### Выбранный текст
__________________________________________________

# Снижение размерности в векторной модели

## Часть 1. Стандартный пример из Deerwester et al.’s “Indexing by Latent Semantic Analysis”

Зададим небольшую коллекцию документов

In [1]:
from gensim import corpora
documents = ["Human machine interface for lab abc computer applications",
              "A survey of user opinion of computer system response time",
              "The EPS user interface management system",
             "System and human system engineering testing of EPS",
              "Relation of user perceived response time to error measurement",
              "The generation of random binary unordered trees",
             "The intersection graph of paths in trees",
             "Graph minors IV Widths of trees and well quasi ordering",
             "Graph minors A survey"]

Предобработка

In [2]:
stoplist = set('for a of the and to in'.split()) ## стоп-слова
texts = [[word for word in document.lower().split() if word not in stoplist] for document in documents] ## удаляем стоп-слова

from collections import defaultdict ## задаем частотный словарь
frequency = defaultdict(int)
for text in texts:
    for token in text:
        frequency[token] += 1

texts = [[token for token in text if frequency[token] > 1] for text in texts] ## удалим токены, которые встречаются только 1 раз
from pprint import pprint  # pretty-printer
pprint(texts)

[['human', 'interface', 'computer'],
 ['survey', 'user', 'computer', 'system', 'response', 'time'],
 ['eps', 'user', 'interface', 'system'],
 ['system', 'human', 'system', 'eps'],
 ['user', 'response', 'time'],
 ['trees'],
 ['graph', 'trees'],
 ['graph', 'minors', 'trees'],
 ['graph', 'minors', 'survey']]


Задаем словарь и непосредственно представление текстов векторами

In [3]:
dictionary = corpora.Dictionary(texts) ## инициализируем словарь 
print(dictionary)

__________________________________________________

Строки набора данных для указания на объекты:
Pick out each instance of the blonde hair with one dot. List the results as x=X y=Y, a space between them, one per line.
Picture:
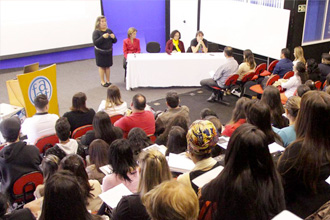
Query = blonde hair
x=98 y=21
x=299 y=54
x=113 y=97
x=130 y=31
x=154 y=170
x=172 y=200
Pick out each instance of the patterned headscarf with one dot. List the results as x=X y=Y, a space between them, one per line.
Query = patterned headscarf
x=201 y=137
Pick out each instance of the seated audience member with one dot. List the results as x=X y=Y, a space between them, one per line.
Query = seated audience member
x=67 y=145
x=102 y=129
x=207 y=112
x=125 y=169
x=98 y=157
x=238 y=117
x=130 y=45
x=313 y=70
x=178 y=120
x=300 y=77
x=248 y=65
x=228 y=68
x=258 y=114
x=302 y=89
x=154 y=170
x=198 y=44
x=64 y=200
x=176 y=141
x=138 y=140
x=271 y=97
x=249 y=187
x=49 y=166
x=40 y=124
x=305 y=164
x=20 y=214
x=324 y=66
x=139 y=118
x=201 y=138
x=288 y=134
x=310 y=84
x=113 y=105
x=174 y=45
x=16 y=158
x=284 y=65
x=298 y=54
x=79 y=115
x=168 y=201
x=173 y=109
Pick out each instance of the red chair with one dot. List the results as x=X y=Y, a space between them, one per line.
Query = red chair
x=288 y=75
x=231 y=80
x=260 y=68
x=25 y=186
x=78 y=132
x=258 y=88
x=45 y=142
x=115 y=118
x=318 y=85
x=152 y=137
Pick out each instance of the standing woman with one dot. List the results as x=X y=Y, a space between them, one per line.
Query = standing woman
x=103 y=38
x=174 y=45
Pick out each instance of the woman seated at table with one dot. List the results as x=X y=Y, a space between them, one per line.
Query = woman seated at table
x=199 y=44
x=130 y=45
x=174 y=45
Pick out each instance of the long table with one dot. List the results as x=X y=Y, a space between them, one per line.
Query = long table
x=164 y=70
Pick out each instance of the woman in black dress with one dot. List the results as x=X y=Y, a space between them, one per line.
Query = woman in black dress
x=103 y=38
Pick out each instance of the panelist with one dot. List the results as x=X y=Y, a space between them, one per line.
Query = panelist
x=174 y=45
x=103 y=38
x=199 y=44
x=130 y=45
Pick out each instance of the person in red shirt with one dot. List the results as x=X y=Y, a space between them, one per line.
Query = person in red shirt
x=130 y=45
x=139 y=118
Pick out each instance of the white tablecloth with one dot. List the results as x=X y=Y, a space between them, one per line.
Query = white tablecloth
x=163 y=70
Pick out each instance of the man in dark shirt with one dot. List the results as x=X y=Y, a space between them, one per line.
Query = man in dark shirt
x=324 y=66
x=16 y=158
x=285 y=64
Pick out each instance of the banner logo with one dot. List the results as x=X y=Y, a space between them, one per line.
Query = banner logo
x=40 y=85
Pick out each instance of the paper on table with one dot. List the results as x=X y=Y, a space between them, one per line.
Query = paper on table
x=160 y=148
x=223 y=142
x=180 y=163
x=207 y=177
x=274 y=147
x=114 y=195
x=286 y=215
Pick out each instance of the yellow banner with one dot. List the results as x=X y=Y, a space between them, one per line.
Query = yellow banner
x=39 y=82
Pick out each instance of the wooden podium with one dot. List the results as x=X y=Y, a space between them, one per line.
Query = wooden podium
x=26 y=87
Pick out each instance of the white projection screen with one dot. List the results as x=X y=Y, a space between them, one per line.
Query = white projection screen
x=39 y=25
x=262 y=29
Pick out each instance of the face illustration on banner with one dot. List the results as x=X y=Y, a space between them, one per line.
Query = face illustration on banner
x=40 y=85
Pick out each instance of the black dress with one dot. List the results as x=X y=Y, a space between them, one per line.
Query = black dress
x=103 y=48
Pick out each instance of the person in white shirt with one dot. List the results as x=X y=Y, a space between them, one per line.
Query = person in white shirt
x=114 y=105
x=40 y=124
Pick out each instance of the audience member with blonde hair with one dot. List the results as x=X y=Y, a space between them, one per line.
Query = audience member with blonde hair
x=113 y=105
x=172 y=200
x=153 y=171
x=288 y=134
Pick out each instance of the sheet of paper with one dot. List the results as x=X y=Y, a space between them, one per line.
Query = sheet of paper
x=286 y=215
x=180 y=163
x=274 y=147
x=114 y=195
x=207 y=177
x=160 y=148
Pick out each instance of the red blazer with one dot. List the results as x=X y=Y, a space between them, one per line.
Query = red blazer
x=169 y=46
x=128 y=47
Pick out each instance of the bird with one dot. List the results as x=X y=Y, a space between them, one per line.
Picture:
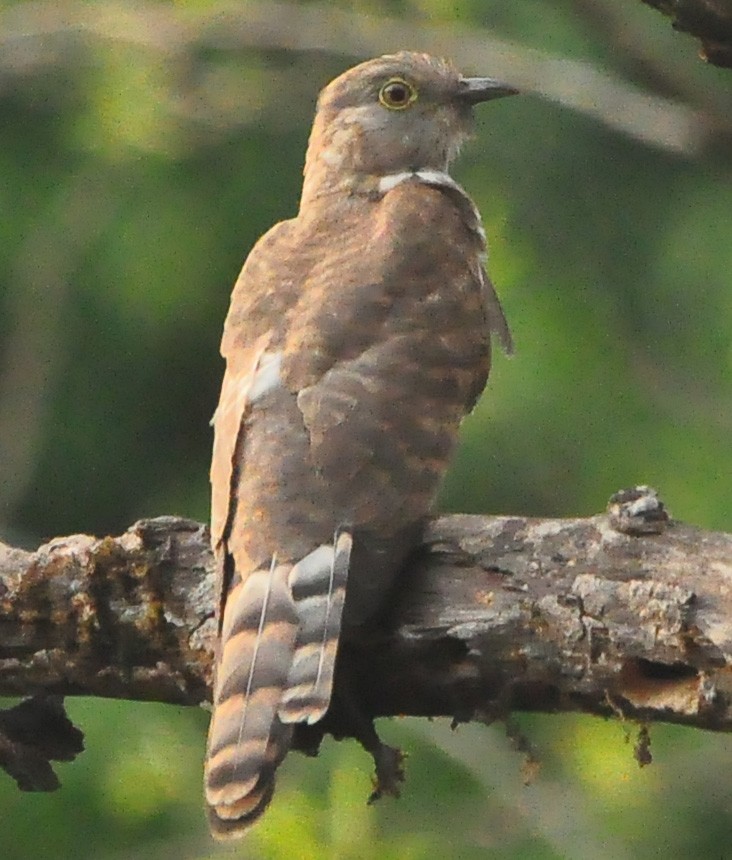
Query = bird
x=357 y=338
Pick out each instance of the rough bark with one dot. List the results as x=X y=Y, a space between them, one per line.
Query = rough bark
x=623 y=613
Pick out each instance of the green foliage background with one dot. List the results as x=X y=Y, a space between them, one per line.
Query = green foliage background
x=138 y=165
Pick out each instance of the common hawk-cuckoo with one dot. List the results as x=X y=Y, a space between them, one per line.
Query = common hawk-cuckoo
x=357 y=338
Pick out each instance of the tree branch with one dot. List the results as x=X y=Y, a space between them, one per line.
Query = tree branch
x=709 y=20
x=619 y=611
x=623 y=613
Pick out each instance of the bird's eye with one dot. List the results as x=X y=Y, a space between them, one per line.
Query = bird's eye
x=397 y=94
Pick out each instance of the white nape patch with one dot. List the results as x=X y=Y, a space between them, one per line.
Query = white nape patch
x=438 y=179
x=266 y=377
x=391 y=180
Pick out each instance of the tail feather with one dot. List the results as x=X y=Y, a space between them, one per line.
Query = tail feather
x=232 y=820
x=259 y=627
x=279 y=637
x=318 y=585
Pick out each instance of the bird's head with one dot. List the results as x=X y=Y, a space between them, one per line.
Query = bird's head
x=399 y=112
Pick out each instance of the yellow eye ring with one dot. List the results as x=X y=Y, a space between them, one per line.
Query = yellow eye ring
x=397 y=94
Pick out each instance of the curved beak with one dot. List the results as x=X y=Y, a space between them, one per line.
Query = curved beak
x=474 y=90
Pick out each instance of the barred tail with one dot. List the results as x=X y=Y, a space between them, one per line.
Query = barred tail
x=246 y=740
x=318 y=585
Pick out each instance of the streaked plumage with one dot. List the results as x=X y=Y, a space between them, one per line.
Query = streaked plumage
x=357 y=339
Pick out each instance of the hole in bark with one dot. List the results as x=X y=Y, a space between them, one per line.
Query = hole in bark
x=664 y=671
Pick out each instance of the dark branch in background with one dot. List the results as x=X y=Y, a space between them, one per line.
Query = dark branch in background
x=709 y=20
x=196 y=89
x=624 y=613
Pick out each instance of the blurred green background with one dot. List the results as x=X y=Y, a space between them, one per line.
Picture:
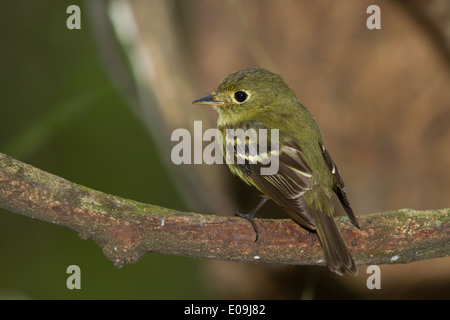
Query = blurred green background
x=99 y=111
x=61 y=113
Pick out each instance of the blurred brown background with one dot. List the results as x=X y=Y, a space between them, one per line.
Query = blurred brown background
x=381 y=98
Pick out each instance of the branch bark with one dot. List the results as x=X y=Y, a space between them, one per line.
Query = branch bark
x=126 y=229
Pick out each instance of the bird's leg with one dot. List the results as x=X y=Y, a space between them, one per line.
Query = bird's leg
x=249 y=216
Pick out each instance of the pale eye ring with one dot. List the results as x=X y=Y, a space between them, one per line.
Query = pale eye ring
x=240 y=96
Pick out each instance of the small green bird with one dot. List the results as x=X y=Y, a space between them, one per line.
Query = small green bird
x=257 y=99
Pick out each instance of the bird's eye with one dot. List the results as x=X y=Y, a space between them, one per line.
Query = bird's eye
x=240 y=96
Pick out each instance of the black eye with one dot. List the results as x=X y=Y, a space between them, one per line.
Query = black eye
x=240 y=96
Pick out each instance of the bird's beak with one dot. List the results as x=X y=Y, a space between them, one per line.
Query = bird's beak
x=210 y=101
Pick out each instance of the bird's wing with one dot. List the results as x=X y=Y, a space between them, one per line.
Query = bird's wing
x=339 y=186
x=288 y=185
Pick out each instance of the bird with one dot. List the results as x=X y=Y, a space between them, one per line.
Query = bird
x=256 y=99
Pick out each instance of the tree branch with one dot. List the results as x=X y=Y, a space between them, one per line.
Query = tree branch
x=126 y=229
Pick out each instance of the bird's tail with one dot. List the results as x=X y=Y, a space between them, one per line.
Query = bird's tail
x=337 y=255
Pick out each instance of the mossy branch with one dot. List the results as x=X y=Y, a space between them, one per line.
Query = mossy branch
x=126 y=229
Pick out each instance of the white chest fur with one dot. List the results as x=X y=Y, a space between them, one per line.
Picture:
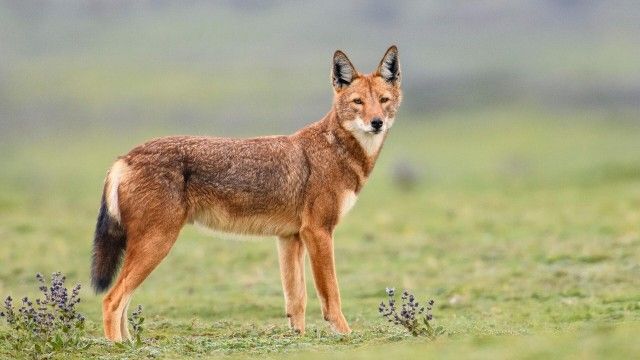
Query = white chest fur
x=348 y=200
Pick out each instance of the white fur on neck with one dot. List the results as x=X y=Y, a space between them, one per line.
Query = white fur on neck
x=370 y=142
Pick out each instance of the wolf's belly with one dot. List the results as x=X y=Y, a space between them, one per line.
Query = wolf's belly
x=275 y=224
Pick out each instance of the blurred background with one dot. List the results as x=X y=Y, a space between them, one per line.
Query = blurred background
x=262 y=66
x=508 y=189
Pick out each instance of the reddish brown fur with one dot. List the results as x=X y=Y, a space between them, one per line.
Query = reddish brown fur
x=294 y=187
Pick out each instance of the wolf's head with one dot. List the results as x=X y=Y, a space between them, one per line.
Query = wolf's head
x=366 y=104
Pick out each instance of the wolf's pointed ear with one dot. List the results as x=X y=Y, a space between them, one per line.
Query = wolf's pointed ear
x=389 y=68
x=343 y=72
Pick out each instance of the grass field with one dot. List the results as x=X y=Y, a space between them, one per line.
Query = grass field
x=525 y=229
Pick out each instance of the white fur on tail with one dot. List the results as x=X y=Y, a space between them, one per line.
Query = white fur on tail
x=113 y=182
x=348 y=200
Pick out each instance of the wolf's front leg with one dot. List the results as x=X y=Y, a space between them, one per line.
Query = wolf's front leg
x=291 y=256
x=319 y=244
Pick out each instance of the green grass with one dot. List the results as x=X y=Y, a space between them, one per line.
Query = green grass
x=524 y=230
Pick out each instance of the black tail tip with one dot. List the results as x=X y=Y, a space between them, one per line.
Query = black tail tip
x=100 y=285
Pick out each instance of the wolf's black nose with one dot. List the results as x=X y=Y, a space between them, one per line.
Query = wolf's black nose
x=376 y=123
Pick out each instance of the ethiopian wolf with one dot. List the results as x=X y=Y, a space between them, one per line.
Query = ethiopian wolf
x=296 y=187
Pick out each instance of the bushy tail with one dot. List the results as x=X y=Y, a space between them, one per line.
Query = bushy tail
x=109 y=244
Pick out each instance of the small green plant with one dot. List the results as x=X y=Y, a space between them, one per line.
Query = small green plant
x=48 y=324
x=416 y=318
x=136 y=320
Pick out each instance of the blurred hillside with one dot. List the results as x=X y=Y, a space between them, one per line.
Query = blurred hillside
x=262 y=66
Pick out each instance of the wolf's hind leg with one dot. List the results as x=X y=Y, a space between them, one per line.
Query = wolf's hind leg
x=291 y=256
x=143 y=254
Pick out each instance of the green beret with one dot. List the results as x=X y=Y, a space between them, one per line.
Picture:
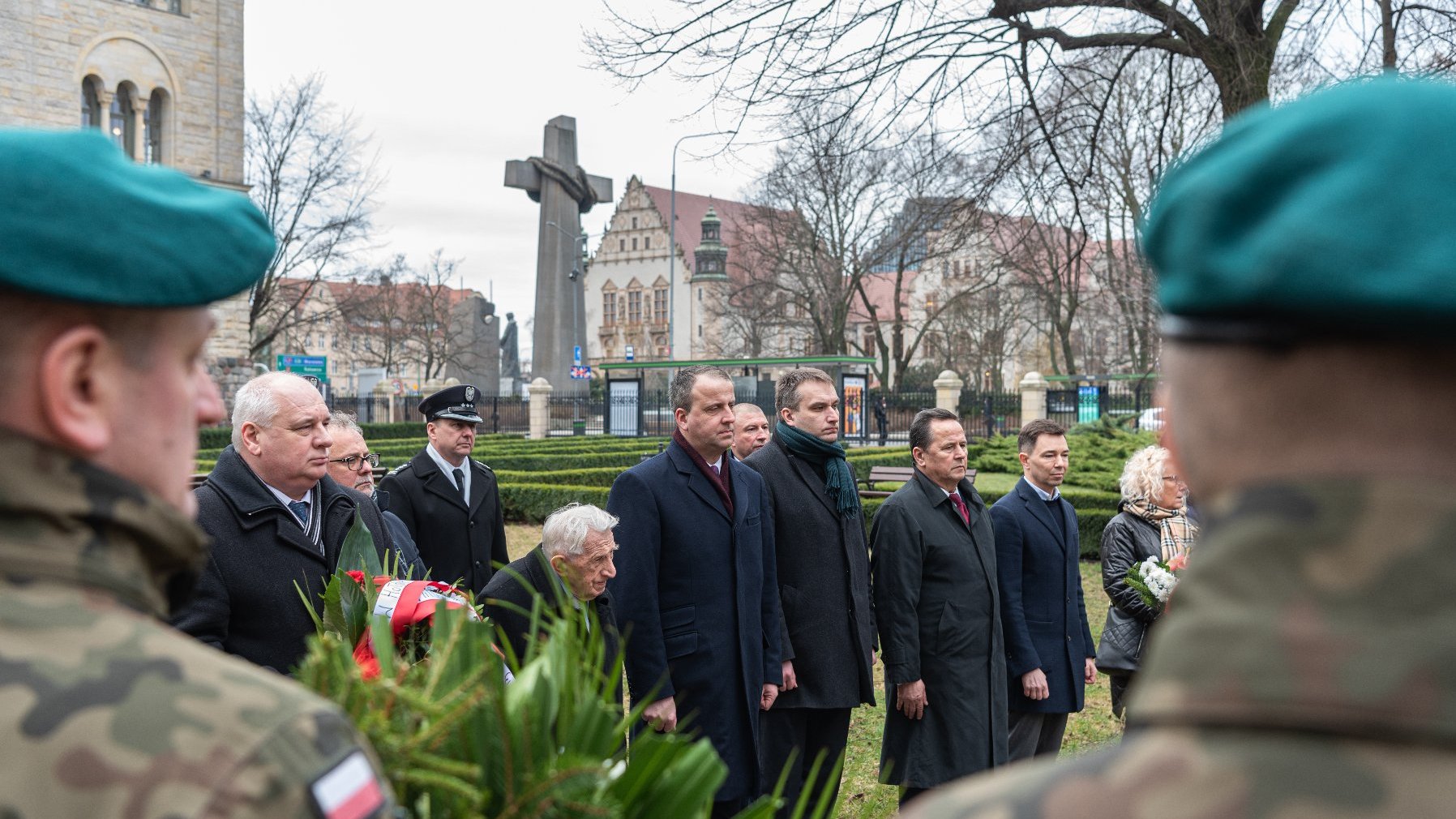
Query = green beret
x=80 y=222
x=1325 y=216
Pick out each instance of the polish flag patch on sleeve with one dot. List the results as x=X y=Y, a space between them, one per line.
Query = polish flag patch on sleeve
x=349 y=790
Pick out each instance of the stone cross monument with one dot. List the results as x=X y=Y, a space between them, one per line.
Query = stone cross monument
x=563 y=191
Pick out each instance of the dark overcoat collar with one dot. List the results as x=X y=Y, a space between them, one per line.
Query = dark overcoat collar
x=440 y=484
x=1043 y=513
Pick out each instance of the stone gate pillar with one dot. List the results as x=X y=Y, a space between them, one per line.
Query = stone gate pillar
x=541 y=409
x=949 y=391
x=1033 y=397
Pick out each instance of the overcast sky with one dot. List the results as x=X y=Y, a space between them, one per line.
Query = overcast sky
x=452 y=89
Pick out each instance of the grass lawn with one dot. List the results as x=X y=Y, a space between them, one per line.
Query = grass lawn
x=861 y=793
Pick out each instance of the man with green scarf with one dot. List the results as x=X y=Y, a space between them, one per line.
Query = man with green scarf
x=823 y=560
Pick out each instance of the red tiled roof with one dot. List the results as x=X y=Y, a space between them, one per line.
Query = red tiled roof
x=691 y=212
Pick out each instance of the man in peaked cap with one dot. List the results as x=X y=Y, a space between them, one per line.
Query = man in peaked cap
x=109 y=711
x=450 y=503
x=1308 y=276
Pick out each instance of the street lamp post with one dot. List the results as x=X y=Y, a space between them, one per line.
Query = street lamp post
x=576 y=272
x=671 y=241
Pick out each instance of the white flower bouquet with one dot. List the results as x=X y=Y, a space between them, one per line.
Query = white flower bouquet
x=1155 y=581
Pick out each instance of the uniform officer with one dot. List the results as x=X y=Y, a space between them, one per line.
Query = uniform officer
x=450 y=503
x=105 y=272
x=1305 y=667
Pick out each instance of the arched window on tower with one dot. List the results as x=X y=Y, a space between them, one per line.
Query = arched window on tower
x=121 y=130
x=91 y=104
x=152 y=124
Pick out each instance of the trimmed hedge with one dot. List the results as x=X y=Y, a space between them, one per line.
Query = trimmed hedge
x=537 y=477
x=599 y=477
x=530 y=503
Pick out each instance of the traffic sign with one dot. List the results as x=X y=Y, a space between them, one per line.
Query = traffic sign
x=316 y=366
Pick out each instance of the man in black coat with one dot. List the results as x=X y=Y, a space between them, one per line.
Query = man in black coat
x=695 y=592
x=450 y=504
x=823 y=564
x=568 y=572
x=1049 y=647
x=276 y=521
x=940 y=618
x=351 y=465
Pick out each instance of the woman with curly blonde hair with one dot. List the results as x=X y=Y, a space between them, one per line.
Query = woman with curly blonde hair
x=1152 y=522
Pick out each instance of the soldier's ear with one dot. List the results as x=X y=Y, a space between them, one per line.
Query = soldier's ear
x=82 y=388
x=250 y=431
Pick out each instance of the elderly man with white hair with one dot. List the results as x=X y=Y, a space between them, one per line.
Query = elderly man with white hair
x=568 y=572
x=277 y=522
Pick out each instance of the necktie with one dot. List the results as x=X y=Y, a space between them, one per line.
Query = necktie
x=960 y=508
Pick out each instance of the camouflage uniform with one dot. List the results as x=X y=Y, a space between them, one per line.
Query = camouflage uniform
x=1306 y=667
x=107 y=711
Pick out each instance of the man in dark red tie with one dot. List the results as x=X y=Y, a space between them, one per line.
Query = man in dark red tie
x=1049 y=645
x=938 y=612
x=696 y=595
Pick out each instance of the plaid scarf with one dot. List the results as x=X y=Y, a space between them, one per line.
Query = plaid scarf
x=1176 y=531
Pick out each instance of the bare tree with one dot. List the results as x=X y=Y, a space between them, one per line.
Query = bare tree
x=309 y=178
x=431 y=309
x=380 y=315
x=806 y=242
x=914 y=60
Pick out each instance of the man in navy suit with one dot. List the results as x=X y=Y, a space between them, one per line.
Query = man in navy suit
x=1049 y=645
x=696 y=595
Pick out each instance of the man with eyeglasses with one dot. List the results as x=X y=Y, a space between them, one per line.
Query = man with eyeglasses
x=353 y=465
x=277 y=522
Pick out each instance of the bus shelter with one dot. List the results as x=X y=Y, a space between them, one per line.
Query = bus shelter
x=632 y=411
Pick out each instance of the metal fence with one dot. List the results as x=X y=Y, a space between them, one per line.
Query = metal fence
x=649 y=413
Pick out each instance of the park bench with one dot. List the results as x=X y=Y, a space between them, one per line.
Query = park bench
x=893 y=474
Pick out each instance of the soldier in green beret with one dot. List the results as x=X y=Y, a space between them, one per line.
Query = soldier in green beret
x=1308 y=663
x=107 y=268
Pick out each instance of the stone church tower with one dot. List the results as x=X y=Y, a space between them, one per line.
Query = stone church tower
x=709 y=285
x=162 y=78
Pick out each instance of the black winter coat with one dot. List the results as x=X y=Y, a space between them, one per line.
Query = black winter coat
x=1128 y=541
x=1043 y=608
x=698 y=602
x=459 y=544
x=245 y=601
x=512 y=594
x=940 y=621
x=823 y=563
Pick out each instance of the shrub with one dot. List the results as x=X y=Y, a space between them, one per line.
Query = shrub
x=530 y=503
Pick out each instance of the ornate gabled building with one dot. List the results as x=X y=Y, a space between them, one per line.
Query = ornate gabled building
x=634 y=308
x=164 y=79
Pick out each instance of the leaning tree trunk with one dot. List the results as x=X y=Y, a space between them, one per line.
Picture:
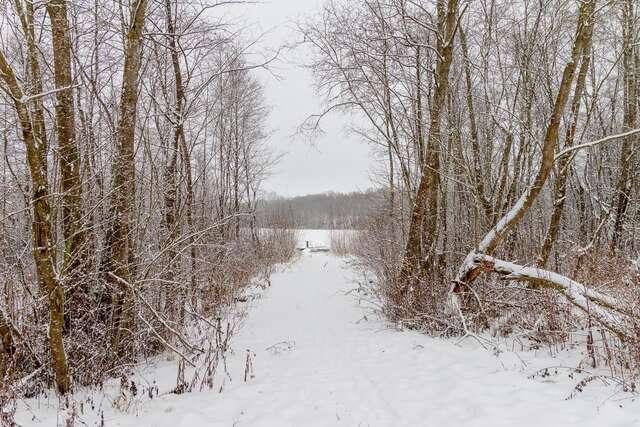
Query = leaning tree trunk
x=560 y=186
x=470 y=269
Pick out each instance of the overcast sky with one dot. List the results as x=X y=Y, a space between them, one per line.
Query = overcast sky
x=336 y=160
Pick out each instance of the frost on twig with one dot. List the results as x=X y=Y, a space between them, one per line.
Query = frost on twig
x=606 y=310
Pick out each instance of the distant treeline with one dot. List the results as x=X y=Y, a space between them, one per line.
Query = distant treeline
x=322 y=211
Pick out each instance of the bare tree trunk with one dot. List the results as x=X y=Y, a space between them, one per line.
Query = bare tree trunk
x=627 y=154
x=43 y=243
x=119 y=250
x=427 y=192
x=560 y=187
x=469 y=269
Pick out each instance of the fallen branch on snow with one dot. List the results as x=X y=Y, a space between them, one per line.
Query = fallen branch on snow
x=602 y=308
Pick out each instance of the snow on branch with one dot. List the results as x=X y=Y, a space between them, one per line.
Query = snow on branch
x=602 y=308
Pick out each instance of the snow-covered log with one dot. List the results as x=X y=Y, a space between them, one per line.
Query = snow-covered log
x=603 y=308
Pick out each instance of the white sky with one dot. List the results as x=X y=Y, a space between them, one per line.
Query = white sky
x=336 y=160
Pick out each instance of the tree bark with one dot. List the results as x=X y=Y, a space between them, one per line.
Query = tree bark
x=119 y=247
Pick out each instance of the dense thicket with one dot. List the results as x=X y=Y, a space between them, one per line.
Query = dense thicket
x=133 y=152
x=509 y=133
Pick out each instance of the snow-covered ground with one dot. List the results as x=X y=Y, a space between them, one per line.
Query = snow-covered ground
x=320 y=358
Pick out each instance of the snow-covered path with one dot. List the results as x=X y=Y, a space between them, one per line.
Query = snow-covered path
x=318 y=362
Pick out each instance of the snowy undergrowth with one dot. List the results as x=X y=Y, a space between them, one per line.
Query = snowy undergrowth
x=318 y=355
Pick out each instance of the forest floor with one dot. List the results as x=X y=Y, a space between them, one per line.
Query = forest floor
x=321 y=357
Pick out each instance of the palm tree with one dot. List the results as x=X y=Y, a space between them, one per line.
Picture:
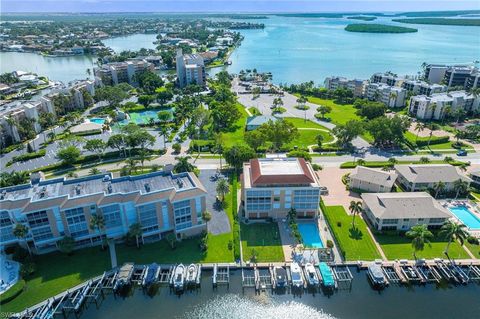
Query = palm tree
x=222 y=188
x=439 y=188
x=460 y=186
x=355 y=208
x=453 y=231
x=21 y=232
x=136 y=231
x=97 y=222
x=420 y=236
x=419 y=127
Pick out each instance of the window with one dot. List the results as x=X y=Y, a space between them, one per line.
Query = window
x=147 y=216
x=76 y=222
x=112 y=216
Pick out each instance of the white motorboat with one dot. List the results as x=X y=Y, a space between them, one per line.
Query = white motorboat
x=179 y=277
x=296 y=272
x=311 y=275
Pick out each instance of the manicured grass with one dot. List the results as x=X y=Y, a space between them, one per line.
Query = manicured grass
x=400 y=247
x=357 y=245
x=340 y=114
x=56 y=273
x=307 y=137
x=265 y=239
x=235 y=136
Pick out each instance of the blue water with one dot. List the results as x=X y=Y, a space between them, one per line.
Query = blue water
x=310 y=235
x=97 y=120
x=466 y=216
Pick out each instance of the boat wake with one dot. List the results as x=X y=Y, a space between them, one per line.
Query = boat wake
x=233 y=307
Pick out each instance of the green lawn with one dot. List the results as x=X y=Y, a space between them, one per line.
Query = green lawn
x=399 y=247
x=235 y=136
x=340 y=114
x=307 y=137
x=358 y=245
x=265 y=239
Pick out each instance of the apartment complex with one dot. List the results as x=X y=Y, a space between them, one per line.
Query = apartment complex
x=190 y=69
x=402 y=211
x=438 y=105
x=121 y=72
x=356 y=86
x=422 y=177
x=11 y=114
x=273 y=186
x=161 y=202
x=416 y=87
x=466 y=76
x=391 y=96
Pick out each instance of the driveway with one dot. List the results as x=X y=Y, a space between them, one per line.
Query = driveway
x=219 y=224
x=331 y=177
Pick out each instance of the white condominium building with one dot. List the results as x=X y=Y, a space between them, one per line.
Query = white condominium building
x=437 y=106
x=391 y=96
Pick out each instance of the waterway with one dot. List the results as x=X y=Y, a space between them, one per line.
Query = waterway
x=360 y=302
x=297 y=50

__________________________________________________

### Задания
(a) В тексте о снижении размерности перескажите блок, начинающийся словами «stoplist = set», в виде краткого списка шагов и сохраните его основные факты.
(b) Из какой работы взят стандартный пример, который разбирается в тексте о снижении размерности?
(c) Подхватите текст о снижении размерности после его последней строки и продолжите изложение.

### Ответы к заданиям
(a)
- Задаётся множество стоп-слов: for, a, of, the, and, to, in.
- Каждый документ переводится в нижний регистр и разбивается на слова, стоп-слова удаляются.
- С помощью defaultdict строится частотный словарь токенов.
- Удаляются токены, которые встречаются только один раз.
- Результат выводится с помощью pprint.

(b) Из работы Deerwester et al. «Indexing by Latent Semantic Analysis».

(c)
print(dictionary.token2id)

Dictionary(12 unique tokens: ['human', 'interface', 'computer', 'survey', 'user']...)
{'human': 0, 'interface': 1, 'computer': 2, 'survey': 3, 'user': 4, 'system': 5, 'response': 6, 'time': 7, 'eps': 8, 'trees': 9, 'graph': 10, 'minors': 11}


In [4]:
corpus = [dictionary.doc2bow(text) for text in texts] ## здесь хранится непосрдественно векторная модель  
print(corpus)

[[(0, 1), (1, 1), (2, 1)], [(2, 1), (3, 1), (4, 1), (5, 1), (6, 1), (7, 1)], [(1, 1), (4, 1), (5, 1), (8, 1)], [(0, 1), (5, 2), (8, 1)], [(4, 1), (6, 1), (7, 1)], [(9, 1)], [(9, 1), (10, 1)], [(9, 1), (10, 1), (11, 1)], [(3, 1), (10, 1), (11, 1)]]


Снижение размерности

In [6]:
from gensim import corpora, models, similarities
lsi = models.LsiModel(corpus, id2word=dictionary, num_topics=2) ## задаем LSI модель, число тем = 2
print(lsi)

LsiModel(num_terms=12, num_topics=2, decay=1.0, chunksize=20000)


Поиск по многословному запросу

In [8]:
doc = "Human computer interaction" ##  документ – запрос
vec_bow = dictionary.doc2bow(doc.lower().split()) ## запрос – вектор
print(vec_bow)
vec_lsi = lsi[vec_bow] ##  конвертируем запрос в пространство меньшей размерности
print(vec_lsi)

[(0, 1), (2, 1)]
[(0, 0.46182100453271591), (1, 0.070027665279000173)]


In [9]:
index = similarities.MatrixSimilarity(lsi[corpus]) ##  индекс и векторное представление исходных текстов в пространстве меньшей размерности
print(index)

MatrixSimilarity<9 docs, 2 features>


In [10]:
sims = index[vec_lsi] ##  индексируем вектор документ и находим ближайшие документы 
sims = sorted(enumerate(sims), key=lambda item: -item[1])
print("Q:", doc)
for i in sims:
    print('doc', i[0], documents[i[0]], i[1])

Q: Human computer interaction
doc 2 The EPS user interface management system 0.998445
doc 0 Human machine interface for lab abc computer applications 0.998093
doc 3 System and human system engineering testing of EPS 0.986589
doc 1 A survey of user opinion of computer system response time 0.937486
doc 4 Relation of user perceived response time to error measurement 0.907559
doc 8 Graph minors A survey 0.0500418
doc 7 Graph minors IV Widths of trees and well quasi ordering -0.0987946
doc 6 The intersection graph of paths in trees -0.106393
doc 5 The generation of random binary unordered trees -0.124168


In [11]:
lsi.show_topics(2)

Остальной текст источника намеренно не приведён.